=== Given request ===
Every line below should be copied exactly; drop the pictures.

--- Begin Records shown ---

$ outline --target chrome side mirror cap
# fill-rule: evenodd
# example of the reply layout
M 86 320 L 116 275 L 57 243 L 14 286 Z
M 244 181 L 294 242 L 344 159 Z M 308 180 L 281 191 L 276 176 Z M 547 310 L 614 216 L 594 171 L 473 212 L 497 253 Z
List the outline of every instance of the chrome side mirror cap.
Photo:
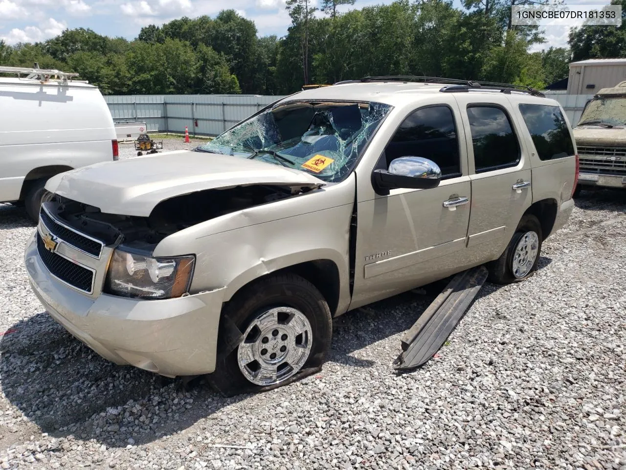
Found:
M 377 194 L 389 189 L 428 189 L 439 185 L 441 169 L 434 162 L 421 157 L 401 157 L 393 160 L 388 170 L 374 170 L 372 184 Z

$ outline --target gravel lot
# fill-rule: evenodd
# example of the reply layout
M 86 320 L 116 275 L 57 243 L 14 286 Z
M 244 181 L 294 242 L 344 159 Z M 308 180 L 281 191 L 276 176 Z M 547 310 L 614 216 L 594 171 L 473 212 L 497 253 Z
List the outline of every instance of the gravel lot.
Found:
M 486 285 L 422 369 L 391 363 L 433 290 L 338 319 L 319 374 L 228 399 L 66 333 L 26 280 L 33 230 L 0 205 L 2 468 L 626 470 L 626 192 L 583 192 L 538 272 Z

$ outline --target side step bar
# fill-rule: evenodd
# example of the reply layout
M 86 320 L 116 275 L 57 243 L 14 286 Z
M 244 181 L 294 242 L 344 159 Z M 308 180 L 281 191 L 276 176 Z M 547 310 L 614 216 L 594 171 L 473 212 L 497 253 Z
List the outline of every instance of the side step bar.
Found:
M 485 266 L 459 273 L 402 338 L 402 351 L 394 361 L 396 370 L 419 367 L 439 350 L 487 279 Z

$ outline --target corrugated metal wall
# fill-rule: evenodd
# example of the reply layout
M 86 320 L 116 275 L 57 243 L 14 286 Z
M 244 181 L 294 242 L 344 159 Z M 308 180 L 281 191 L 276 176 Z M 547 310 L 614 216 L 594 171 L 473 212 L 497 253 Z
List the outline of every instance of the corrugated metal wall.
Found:
M 615 86 L 626 80 L 626 65 L 584 64 L 570 65 L 567 92 L 570 95 L 594 94 L 601 88 Z M 595 85 L 592 88 L 587 86 Z
M 110 95 L 113 121 L 145 122 L 150 132 L 217 135 L 282 97 L 255 95 Z
M 565 90 L 548 90 L 543 91 L 546 98 L 556 100 L 563 107 L 572 127 L 576 125 L 583 113 L 585 105 L 593 95 L 568 95 Z

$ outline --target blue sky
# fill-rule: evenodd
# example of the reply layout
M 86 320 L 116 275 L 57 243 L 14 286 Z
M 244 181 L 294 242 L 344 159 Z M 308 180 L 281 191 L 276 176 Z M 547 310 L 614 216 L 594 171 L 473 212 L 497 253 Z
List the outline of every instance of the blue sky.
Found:
M 391 1 L 357 0 L 351 8 Z M 568 0 L 565 3 L 606 4 L 608 1 Z M 460 0 L 454 0 L 455 6 L 459 4 Z M 101 34 L 132 39 L 146 24 L 161 24 L 183 16 L 215 16 L 225 8 L 233 8 L 253 20 L 260 35 L 282 36 L 290 23 L 284 0 L 0 0 L 0 39 L 9 44 L 44 41 L 66 28 L 90 28 Z M 546 27 L 548 43 L 536 48 L 566 46 L 568 29 Z

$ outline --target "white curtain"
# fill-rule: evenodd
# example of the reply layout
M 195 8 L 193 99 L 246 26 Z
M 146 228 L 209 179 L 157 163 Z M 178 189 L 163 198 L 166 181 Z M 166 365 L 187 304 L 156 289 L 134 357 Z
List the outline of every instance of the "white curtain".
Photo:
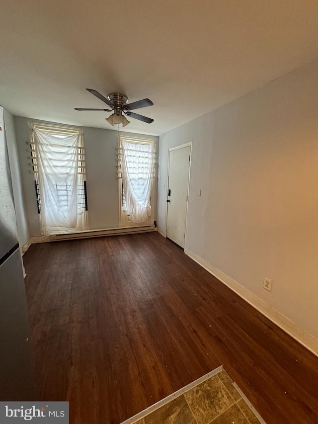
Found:
M 145 222 L 150 206 L 154 172 L 154 145 L 121 141 L 121 172 L 127 211 L 132 222 Z
M 75 228 L 78 219 L 80 135 L 34 128 L 44 233 Z

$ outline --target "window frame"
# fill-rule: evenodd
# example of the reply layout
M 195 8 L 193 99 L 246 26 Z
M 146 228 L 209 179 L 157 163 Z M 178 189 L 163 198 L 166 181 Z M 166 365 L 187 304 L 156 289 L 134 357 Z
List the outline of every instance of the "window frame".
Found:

--- End Records shown ---

=== Task result ===
$ outline --target chrome side mirror cap
# fill-rule: evenodd
# example of the reply layout
M 86 320 L 116 275 L 57 243 L 14 286 Z
M 244 181 L 294 242 L 344 159 Z M 308 180 L 281 191 L 276 176 Z M 547 310 L 614 216 L 594 171 L 473 212 L 497 253 Z
List the outline of every instance of the chrome side mirror cap.
Photo:
Found:
M 377 194 L 389 189 L 428 189 L 439 185 L 441 169 L 434 162 L 421 157 L 401 157 L 393 160 L 388 170 L 374 170 L 372 184 Z

$ outline --target gravel lot
# fill-rule: evenodd
# example of the reply layout
M 86 320 L 116 275 L 57 243 L 14 286 Z
M 244 181 L 294 242 L 344 159 Z M 308 180 L 281 191 L 276 176 Z M 547 310 L 614 216 L 594 171 L 473 212 L 497 253 Z
List the outline of every instance of the gravel lot.
Found:
M 486 285 L 422 369 L 391 363 L 433 290 L 338 319 L 319 374 L 228 399 L 66 333 L 26 280 L 33 230 L 0 205 L 2 468 L 626 470 L 626 192 L 583 192 L 538 272 Z

$ outline --target side step bar
# fill-rule: evenodd
# example of the reply layout
M 86 320 L 116 275 L 57 243 L 14 286 Z
M 244 181 L 294 242 L 344 159 Z M 308 180 L 281 191 L 276 176 Z M 547 310 L 614 216 L 594 171 L 473 212 L 497 253 Z
List the outline of every instance of the side step bar.
Found:
M 485 266 L 459 273 L 402 338 L 402 351 L 394 361 L 396 370 L 419 367 L 439 350 L 487 279 Z

$ outline --target corrugated metal wall
# fill-rule: evenodd
# example of the reply layout
M 86 320 L 116 275 L 57 243 L 14 286 Z
M 244 181 L 294 242 L 344 159 Z M 308 180 L 281 191 L 276 176 Z M 547 310 L 614 216 L 594 171 L 473 212 L 497 253 Z
List the outline of every instance of the corrugated metal wall.
Found:
M 615 86 L 626 80 L 626 65 L 584 64 L 570 65 L 567 92 L 570 95 L 594 94 L 601 88 Z M 595 85 L 592 88 L 587 86 Z
M 110 95 L 113 121 L 145 122 L 150 132 L 217 135 L 282 97 L 255 95 Z
M 565 90 L 548 90 L 543 91 L 546 98 L 556 100 L 563 107 L 572 127 L 576 125 L 583 113 L 585 105 L 593 95 L 568 95 Z

$ outline --target blue sky
# fill-rule: evenodd
# example of the reply layout
M 86 320 L 116 275 L 57 243 L 14 286 Z
M 244 181 L 294 242 L 344 159 Z M 308 180 L 281 191 L 276 176 Z M 547 310 L 614 216 L 594 171 L 473 212 L 497 253 Z
List the outline of every instance of the blue sky.
Found:
M 391 1 L 357 0 L 351 8 Z M 568 0 L 565 3 L 606 4 L 608 1 Z M 460 0 L 454 0 L 455 6 L 459 4 Z M 101 34 L 132 39 L 146 24 L 161 24 L 183 16 L 215 16 L 225 8 L 233 8 L 253 20 L 260 35 L 282 36 L 290 23 L 284 0 L 0 0 L 0 39 L 9 44 L 44 41 L 66 28 L 90 28 Z M 546 27 L 548 43 L 536 48 L 566 46 L 568 29 Z

$ outline --target "white curtain"
# fill-rule: evenodd
# example of the reply layout
M 195 8 L 193 99 L 246 26 Z
M 146 228 L 209 179 L 157 163 Z M 178 189 L 163 198 L 166 181 Z M 166 365 L 187 304 L 156 289 L 134 357 Z
List the outline of every instance of the "white curtain".
Photo:
Found:
M 145 222 L 150 206 L 154 172 L 154 145 L 121 141 L 121 172 L 127 211 L 132 222 Z
M 75 228 L 78 219 L 80 135 L 34 128 L 44 233 Z

$ outline --target "window frame"
# fill-rule: evenodd
# example of the reply layout
M 195 8 L 193 99 L 246 26 Z
M 146 228 L 209 179 L 157 163 Z M 178 189 L 163 198 L 166 181 Z M 166 365 L 187 304 L 156 289 L 134 357 Z
List the outline of every instance of the "window frame".
Found:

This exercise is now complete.